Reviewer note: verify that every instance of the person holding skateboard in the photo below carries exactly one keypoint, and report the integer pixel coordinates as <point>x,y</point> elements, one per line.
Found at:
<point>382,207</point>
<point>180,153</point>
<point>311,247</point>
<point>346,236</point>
▬▬▬
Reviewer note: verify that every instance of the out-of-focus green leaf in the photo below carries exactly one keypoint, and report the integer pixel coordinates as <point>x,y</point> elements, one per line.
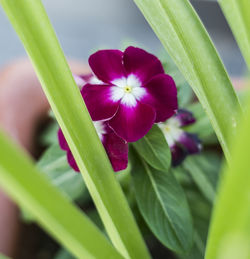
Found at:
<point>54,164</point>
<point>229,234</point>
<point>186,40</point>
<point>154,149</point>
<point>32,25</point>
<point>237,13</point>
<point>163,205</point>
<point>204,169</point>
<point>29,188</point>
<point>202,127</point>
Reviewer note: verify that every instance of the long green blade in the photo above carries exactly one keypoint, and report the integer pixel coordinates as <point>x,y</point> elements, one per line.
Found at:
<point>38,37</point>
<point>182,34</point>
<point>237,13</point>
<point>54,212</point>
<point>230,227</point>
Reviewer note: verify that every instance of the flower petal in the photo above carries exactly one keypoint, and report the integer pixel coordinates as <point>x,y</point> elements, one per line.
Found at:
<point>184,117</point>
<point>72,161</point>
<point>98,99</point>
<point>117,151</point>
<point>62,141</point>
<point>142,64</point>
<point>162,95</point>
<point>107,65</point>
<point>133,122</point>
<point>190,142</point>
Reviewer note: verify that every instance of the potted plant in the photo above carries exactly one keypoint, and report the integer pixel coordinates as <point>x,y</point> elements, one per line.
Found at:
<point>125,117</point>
▬▬▬
§ WHAT IS NEEDED: A verbatim reproduction is expected: starting at the line above that has "Reviewer note: verify that every instance of the out-of-focus", ending at the line that has "Reviewer note: verify that every instance of the long", both included, and with no pictures and no other lines.

§ RESULT FOR THIS EXERCISE:
Reviewer note: verify that every instance of the out-of-focus green leaf in the photo below carries exactly one keypoint, and report the integer pixel coordinates as <point>x,y</point> elements, one per line.
Found at:
<point>54,164</point>
<point>229,234</point>
<point>186,40</point>
<point>154,149</point>
<point>32,25</point>
<point>237,13</point>
<point>163,205</point>
<point>204,169</point>
<point>29,188</point>
<point>202,127</point>
Reviewer note: verify that every instance of the long green blade in the photo above carries exactly one keypoint, and report the integer pixel coordinates as <point>x,y</point> elements, one per line.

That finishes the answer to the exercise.